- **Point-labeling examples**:
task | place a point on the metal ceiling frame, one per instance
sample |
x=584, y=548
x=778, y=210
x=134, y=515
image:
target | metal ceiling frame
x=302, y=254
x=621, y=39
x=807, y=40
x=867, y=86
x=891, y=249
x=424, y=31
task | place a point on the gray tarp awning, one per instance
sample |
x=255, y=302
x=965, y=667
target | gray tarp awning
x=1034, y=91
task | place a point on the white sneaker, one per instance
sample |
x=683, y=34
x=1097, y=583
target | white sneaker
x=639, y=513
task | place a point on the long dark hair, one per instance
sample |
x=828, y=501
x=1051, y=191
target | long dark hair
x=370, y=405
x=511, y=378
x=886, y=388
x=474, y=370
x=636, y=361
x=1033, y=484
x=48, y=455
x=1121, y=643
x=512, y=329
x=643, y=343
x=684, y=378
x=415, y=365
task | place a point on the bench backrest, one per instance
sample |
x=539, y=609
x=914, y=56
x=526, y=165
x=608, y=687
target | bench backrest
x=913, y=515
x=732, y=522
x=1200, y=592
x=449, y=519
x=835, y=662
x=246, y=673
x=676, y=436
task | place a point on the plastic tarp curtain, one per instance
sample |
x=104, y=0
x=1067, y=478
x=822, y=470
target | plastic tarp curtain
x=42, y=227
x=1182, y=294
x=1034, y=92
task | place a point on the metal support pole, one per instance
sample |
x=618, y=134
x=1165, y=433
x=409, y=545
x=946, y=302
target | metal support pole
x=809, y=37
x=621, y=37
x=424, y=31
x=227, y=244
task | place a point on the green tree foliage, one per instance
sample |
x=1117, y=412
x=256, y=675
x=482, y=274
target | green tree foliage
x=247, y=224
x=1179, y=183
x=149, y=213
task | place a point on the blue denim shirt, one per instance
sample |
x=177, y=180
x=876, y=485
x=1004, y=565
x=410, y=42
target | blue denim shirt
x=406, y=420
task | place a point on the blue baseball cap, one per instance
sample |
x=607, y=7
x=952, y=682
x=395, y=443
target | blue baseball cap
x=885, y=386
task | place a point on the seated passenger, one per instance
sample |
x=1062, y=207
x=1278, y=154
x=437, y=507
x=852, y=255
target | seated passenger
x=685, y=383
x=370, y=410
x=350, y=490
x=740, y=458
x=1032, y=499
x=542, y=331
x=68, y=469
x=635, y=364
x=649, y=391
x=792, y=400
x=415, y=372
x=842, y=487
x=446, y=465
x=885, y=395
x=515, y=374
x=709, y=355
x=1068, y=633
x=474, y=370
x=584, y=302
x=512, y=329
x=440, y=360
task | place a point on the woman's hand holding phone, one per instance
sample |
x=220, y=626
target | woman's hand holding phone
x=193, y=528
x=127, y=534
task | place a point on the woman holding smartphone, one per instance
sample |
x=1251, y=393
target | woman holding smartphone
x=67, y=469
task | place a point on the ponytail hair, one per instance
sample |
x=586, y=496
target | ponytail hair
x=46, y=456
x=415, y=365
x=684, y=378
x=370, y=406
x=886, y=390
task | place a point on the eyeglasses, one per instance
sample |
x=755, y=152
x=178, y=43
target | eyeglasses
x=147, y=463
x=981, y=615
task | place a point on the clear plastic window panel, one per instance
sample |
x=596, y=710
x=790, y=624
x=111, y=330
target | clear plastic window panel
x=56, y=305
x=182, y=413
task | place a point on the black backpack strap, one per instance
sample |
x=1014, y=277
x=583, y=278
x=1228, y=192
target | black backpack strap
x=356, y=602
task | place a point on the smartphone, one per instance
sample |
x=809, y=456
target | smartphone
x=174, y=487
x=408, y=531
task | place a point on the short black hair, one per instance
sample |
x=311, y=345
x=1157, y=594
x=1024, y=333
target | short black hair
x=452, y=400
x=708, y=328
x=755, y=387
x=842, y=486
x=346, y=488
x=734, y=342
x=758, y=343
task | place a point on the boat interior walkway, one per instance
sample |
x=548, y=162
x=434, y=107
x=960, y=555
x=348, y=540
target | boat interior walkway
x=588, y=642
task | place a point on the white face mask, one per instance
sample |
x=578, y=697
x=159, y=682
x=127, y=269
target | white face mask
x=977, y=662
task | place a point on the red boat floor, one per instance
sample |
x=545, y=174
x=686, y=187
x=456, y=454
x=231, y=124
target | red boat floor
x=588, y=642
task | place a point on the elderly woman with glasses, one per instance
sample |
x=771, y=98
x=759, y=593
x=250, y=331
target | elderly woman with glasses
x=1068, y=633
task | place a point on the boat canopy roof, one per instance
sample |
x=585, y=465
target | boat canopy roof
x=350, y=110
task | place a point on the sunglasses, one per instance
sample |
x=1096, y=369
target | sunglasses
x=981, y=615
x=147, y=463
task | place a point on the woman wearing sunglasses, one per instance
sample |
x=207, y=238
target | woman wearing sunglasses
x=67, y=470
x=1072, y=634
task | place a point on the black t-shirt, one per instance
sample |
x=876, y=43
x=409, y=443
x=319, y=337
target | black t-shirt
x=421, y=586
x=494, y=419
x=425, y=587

* * *

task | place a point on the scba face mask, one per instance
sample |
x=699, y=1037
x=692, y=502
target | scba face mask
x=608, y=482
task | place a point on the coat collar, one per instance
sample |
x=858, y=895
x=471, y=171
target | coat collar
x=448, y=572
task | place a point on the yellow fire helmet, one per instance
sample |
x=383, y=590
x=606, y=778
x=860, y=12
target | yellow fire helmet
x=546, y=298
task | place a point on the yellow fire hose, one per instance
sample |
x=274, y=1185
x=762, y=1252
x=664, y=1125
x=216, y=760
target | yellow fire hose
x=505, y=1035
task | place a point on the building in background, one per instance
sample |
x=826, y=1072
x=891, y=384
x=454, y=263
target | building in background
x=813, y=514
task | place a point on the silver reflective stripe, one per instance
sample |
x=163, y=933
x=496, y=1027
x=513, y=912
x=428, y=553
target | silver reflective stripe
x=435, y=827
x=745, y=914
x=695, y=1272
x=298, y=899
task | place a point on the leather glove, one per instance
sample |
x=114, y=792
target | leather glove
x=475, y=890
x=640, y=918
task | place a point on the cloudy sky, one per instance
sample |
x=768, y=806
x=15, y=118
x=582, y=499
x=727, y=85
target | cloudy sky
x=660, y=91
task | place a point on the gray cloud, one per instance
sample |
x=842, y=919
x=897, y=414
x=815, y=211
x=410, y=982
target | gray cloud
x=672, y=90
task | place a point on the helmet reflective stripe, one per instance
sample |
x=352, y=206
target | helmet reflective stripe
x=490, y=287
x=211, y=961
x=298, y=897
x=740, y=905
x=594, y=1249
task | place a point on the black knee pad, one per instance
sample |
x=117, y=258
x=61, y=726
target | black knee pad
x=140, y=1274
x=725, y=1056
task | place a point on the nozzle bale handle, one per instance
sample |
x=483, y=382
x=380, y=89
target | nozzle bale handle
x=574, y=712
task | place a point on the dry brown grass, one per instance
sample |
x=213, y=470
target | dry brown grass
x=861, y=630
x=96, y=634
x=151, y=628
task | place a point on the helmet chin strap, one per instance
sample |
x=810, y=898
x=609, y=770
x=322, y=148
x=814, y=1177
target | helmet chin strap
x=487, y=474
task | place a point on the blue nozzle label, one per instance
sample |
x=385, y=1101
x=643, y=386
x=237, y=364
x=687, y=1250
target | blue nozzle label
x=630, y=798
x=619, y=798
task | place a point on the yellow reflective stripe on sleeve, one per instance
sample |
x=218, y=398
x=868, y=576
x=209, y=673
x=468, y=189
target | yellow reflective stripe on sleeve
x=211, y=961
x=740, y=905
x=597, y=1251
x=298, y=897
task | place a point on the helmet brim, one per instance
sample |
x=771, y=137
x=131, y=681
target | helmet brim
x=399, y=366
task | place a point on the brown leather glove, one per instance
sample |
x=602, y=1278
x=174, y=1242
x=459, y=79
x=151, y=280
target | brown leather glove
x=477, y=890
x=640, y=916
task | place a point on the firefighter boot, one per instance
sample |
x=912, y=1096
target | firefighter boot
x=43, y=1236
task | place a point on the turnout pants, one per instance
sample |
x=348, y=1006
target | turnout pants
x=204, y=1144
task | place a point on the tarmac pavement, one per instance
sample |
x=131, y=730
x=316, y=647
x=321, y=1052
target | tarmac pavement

- **YOUR GOAL**: Copy out the lines of the material above word for word, starting at the line that contains "task | place a point on the turnout" and ending at the line that contains "target | tarmac pavement", with both of those lines included.

- **RESULT OF THIS EXERCISE**:
task | place a point on the turnout pants, one per instance
sample |
x=348, y=1006
target | turnout pants
x=204, y=1144
task | place a point on the tarmac pavement, one per instance
sample |
x=131, y=730
x=316, y=647
x=321, y=1052
target | tarmac pavement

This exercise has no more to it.